EXERCICE PROPOSÉ
Recopiez fidèlement la partie de l'extrait fourni qui s'ouvre sur les mots « Le premier bénéfice » et se termine par « votre proximité ? ».

Même le PDG que vous êtes n’a pas de bureau attitré… Quels bénéfices retirez-vous de ce concept ?

Le premier bénéfice est déjà de vivre cet adage qui m’est cher : “L’exemple vient du haut.” Décloisonner ce que j’appellerais “le bureau à l’ancienne” permet à chacun de venir partager ma table, d’engager une discussion, de créer de nouvelles collaborations. Et chaque jour, je vois apparaître un peu plus de spontanéité dans les sujets que l’on me propose. Il faut cultiver cette simplicité. Cela me permet de voir ce qui se passe, de faire partie du flux de rencontres des personnes. Les valeurs, la culture d’entreprise est un ciment qui se fabrique au quotidien.

Lieu de convivialité THE ISLAND
Lieu de convivialité et de collaboration donnant, au fond, sur la game room. © Myr Muratet

Vous êtes PDG, vous êtes à la tête d’une hiérarchie pyramidale : on comprendrait que vous ne soyez pas abordable… Briser les murs : cela garantit vraiment votre proximité ?

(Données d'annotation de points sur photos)
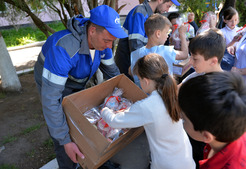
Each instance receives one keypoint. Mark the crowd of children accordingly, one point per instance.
(212, 100)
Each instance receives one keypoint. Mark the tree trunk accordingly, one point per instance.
(39, 23)
(10, 80)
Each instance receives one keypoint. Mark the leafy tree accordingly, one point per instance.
(199, 7)
(61, 7)
(10, 80)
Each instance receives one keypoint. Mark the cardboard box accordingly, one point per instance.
(96, 148)
(181, 68)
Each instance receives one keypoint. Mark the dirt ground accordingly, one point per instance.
(24, 139)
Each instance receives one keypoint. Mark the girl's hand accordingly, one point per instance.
(72, 150)
(231, 50)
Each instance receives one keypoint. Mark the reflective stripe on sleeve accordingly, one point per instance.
(53, 77)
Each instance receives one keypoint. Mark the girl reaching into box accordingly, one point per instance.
(159, 114)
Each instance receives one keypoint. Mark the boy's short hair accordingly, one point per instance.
(156, 22)
(216, 102)
(209, 43)
(173, 15)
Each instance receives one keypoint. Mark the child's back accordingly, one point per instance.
(157, 28)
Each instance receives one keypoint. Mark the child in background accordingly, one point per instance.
(208, 21)
(207, 50)
(159, 114)
(214, 112)
(231, 19)
(176, 20)
(191, 20)
(157, 27)
(240, 62)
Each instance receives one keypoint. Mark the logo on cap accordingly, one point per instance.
(117, 20)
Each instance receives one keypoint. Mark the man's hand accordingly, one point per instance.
(71, 150)
(191, 17)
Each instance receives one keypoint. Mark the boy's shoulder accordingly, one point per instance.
(233, 156)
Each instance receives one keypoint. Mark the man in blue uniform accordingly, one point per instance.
(134, 26)
(66, 63)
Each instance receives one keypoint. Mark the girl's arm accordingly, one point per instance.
(128, 119)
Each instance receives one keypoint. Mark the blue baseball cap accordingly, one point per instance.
(107, 17)
(176, 2)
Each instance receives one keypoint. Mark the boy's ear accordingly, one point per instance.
(158, 33)
(214, 60)
(207, 137)
(146, 81)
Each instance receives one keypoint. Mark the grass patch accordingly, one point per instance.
(7, 166)
(2, 95)
(31, 153)
(31, 129)
(9, 139)
(26, 35)
(48, 143)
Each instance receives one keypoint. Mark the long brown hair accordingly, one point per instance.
(154, 67)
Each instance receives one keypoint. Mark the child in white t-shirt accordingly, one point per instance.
(158, 113)
(231, 19)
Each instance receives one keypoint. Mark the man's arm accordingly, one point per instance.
(136, 32)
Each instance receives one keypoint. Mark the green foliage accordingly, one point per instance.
(241, 8)
(25, 35)
(9, 139)
(2, 6)
(2, 95)
(31, 129)
(48, 143)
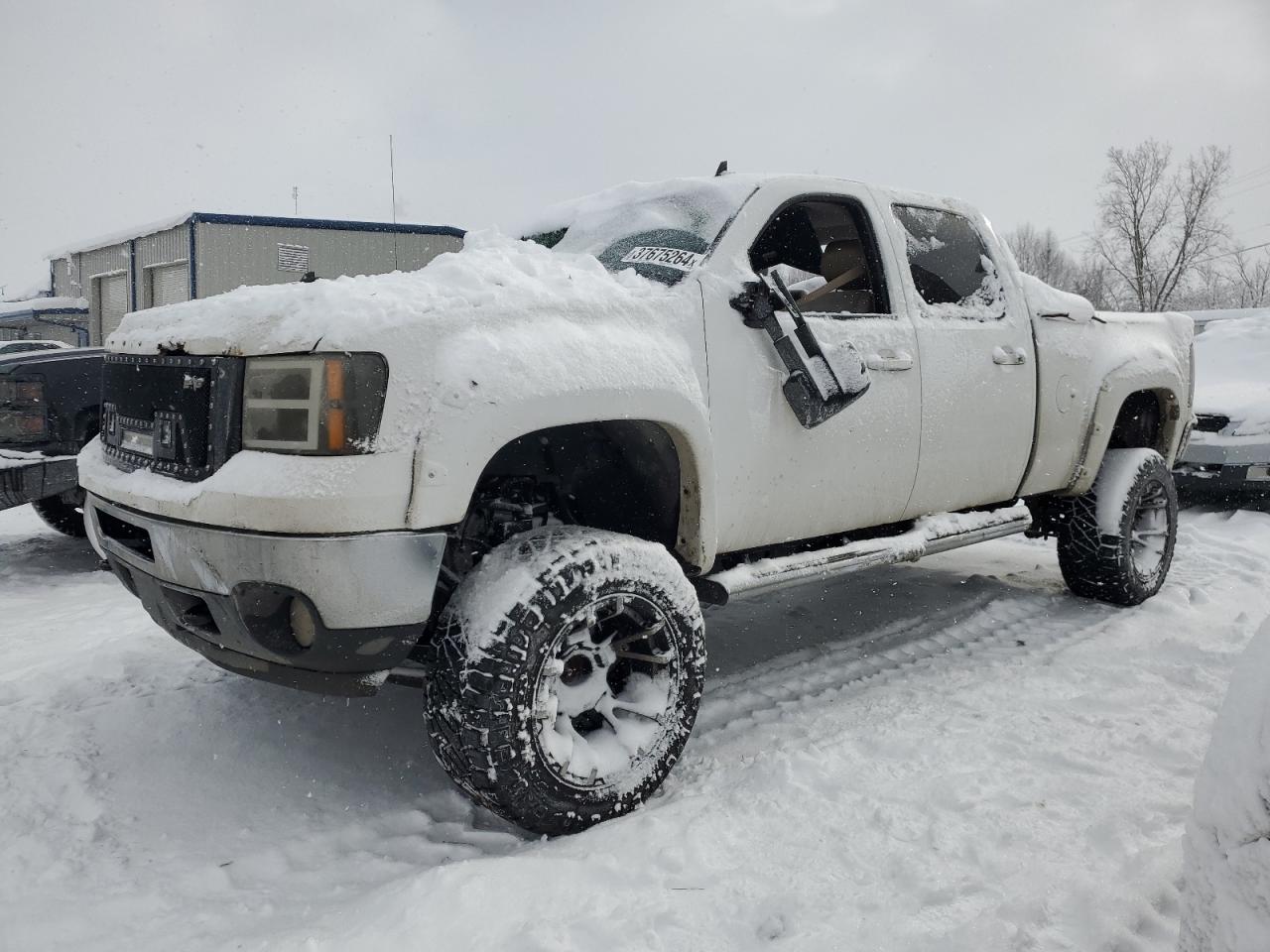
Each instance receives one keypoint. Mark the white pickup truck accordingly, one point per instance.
(515, 476)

RÉSULTAT ATTENDU
Le premier bénéfice est déjà de vivre cet adage qui m’est cher : “L’exemple vient du haut.” Décloisonner ce que j’appellerais “le bureau à l’ancienne” permet à chacun de venir partager ma table, d’engager une discussion, de créer de nouvelles collaborations. Et chaque jour, je vois apparaître un peu plus de spontanéité dans les sujets que l’on me propose. Il faut cultiver cette simplicité. Cela me permet de voir ce qui se passe, de faire partie du flux de rencontres des personnes. Les valeurs, la culture d’entreprise est un ciment qui se fabrique au quotidien.

Lieu de convivialité THE ISLAND
Lieu de convivialité et de collaboration donnant, au fond, sur la game room. © Myr Muratet

Vous êtes PDG, vous êtes à la tête d’une hiérarchie pyramidale : on comprendrait que vous ne soyez pas abordable… Briser les murs : cela garantit vraiment votre proximité ?